CHALLENGE 1: Output the passage from the article on oil marketer arrears exactly, beginning with the words "The exchequer has" and ending after the words "said last week.".

GIVEN TEXT:
———

The Treasury has split the settlement of arrears to oil marketers in half by spreading the conversion of the debt to bonds over a two-year period.

The exchequer has been securitising pending bills owed to oil marketing companies by asking them to roll over outstanding balances into bonds.

For instance, in mid-June, the exchequer asked OMCs to subscribe to a re-opened three-year bond, handing marketers a coupon of 14.228 percent payable every six months with the final settlement falling in three years-time including the principal owed which would be the effective arrears owed to respective OMCs.

The reopened bond had subscriptions totalling Sh18.5 billion, which was inclusive of bids from other investors with interest in the paper.

“We came to the decision that we could securitise half of it in the next financial year and the other half in this fiscal year,” Treasury Cabinet Secretary Prof Njuguna Ndungu said last week.

———

DATA IN THIS EXERCISE:
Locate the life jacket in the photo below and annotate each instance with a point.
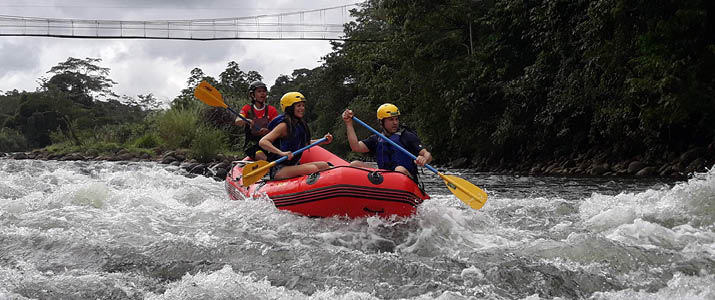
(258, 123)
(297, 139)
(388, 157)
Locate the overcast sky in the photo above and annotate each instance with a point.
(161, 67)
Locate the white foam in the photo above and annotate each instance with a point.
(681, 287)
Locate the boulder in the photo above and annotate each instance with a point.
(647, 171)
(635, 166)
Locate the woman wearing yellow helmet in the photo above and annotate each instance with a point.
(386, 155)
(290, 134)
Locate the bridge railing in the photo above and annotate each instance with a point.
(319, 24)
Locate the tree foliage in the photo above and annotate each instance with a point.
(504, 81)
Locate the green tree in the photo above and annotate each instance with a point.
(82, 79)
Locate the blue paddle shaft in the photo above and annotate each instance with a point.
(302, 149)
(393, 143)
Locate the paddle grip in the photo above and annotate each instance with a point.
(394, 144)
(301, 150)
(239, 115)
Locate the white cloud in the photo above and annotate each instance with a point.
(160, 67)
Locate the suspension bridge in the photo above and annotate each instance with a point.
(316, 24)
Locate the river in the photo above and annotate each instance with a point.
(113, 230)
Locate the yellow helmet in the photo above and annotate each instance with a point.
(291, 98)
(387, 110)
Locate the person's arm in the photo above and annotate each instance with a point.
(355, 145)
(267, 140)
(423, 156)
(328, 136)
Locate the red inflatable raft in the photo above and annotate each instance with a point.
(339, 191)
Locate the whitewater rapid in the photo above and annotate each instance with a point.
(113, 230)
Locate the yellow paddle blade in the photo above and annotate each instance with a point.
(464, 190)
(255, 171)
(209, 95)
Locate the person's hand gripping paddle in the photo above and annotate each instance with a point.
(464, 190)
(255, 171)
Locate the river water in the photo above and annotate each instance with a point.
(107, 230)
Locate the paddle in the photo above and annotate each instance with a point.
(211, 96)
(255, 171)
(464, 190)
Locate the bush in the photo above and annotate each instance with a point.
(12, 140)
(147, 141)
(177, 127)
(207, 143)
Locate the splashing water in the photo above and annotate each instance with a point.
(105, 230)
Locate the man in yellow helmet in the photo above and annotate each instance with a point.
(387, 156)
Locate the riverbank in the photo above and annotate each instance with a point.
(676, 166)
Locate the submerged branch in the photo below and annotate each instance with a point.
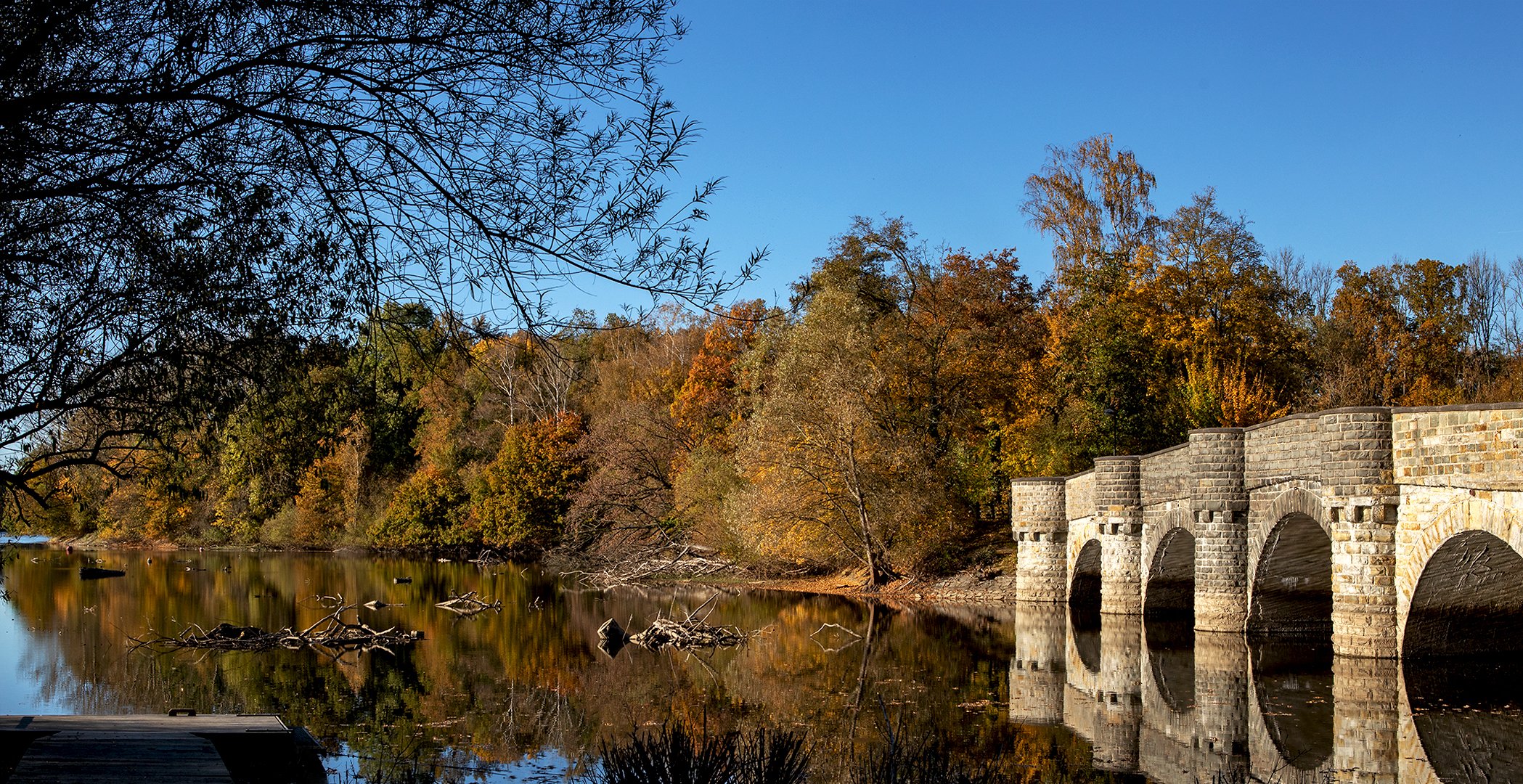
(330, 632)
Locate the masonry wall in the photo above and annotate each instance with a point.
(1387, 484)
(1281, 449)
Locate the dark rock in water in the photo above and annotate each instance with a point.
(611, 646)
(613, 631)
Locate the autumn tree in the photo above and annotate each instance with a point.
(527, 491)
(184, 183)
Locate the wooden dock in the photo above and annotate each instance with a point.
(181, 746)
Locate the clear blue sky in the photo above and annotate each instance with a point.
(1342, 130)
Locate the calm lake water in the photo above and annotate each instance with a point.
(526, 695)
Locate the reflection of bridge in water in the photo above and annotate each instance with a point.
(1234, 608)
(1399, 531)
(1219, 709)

———

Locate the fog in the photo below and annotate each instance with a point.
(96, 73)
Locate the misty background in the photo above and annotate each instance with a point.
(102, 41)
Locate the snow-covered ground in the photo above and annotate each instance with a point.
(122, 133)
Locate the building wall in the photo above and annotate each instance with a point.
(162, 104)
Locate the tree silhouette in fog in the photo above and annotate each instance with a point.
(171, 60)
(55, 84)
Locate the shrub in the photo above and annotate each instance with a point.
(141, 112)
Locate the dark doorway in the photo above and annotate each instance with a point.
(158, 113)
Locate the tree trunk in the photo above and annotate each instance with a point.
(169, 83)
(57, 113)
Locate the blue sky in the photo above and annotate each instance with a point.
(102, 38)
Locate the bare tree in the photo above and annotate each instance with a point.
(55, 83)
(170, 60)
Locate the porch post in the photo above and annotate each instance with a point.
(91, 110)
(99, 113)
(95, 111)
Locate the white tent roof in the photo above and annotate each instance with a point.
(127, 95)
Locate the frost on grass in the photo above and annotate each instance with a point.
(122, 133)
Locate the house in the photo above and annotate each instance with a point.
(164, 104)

———

CHALLENGE 2: In the records, rewrite the lines from the one containing "Locate the masonry" through the one containing "(1219, 709)", replacing "autumn tree" with "deciduous tree" and leaving everything else unchanged.

EXERCISE OUTPUT 1:
The exchequer has been securitising pending bills owed to oil marketing companies by asking them to roll over outstanding balances into bonds.

For instance, in mid-June, the exchequer asked OMCs to subscribe to a re-opened three-year bond, handing marketers a coupon of 14.228 percent payable every six months with the final settlement falling in three years-time including the principal owed which would be the effective arrears owed to respective OMCs.

The reopened bond had subscriptions totalling Sh18.5 billion, which was inclusive of bids from other investors with interest in the paper.

“We came to the decision that we could securitise half of it in the next financial year and the other half in this fiscal year,” Treasury Cabinet Secretary Prof Njuguna Ndungu said last week.

EXERCISE OUTPUT 2:
Locate the masonry wall in the photo above and annotate each instance with a point.
(1387, 484)
(1281, 449)
Locate the dark rock in water in the photo above and annotate each instance with a point.
(611, 646)
(613, 631)
Locate the deciduous tree in the photo above and annotate each instance with a point.
(527, 491)
(184, 183)
Locate the wooden dock in the photo above and annotate each instance with a point.
(181, 746)
Locate the clear blue sky in the photo above and annotate each instance with a point.
(1342, 130)
Locate the calm lake water in the photo above and annotate each instance with a point.
(526, 695)
Locate the reflection of bridge in water in the photo above and annotate each instance with a point.
(1234, 608)
(1399, 531)
(1219, 709)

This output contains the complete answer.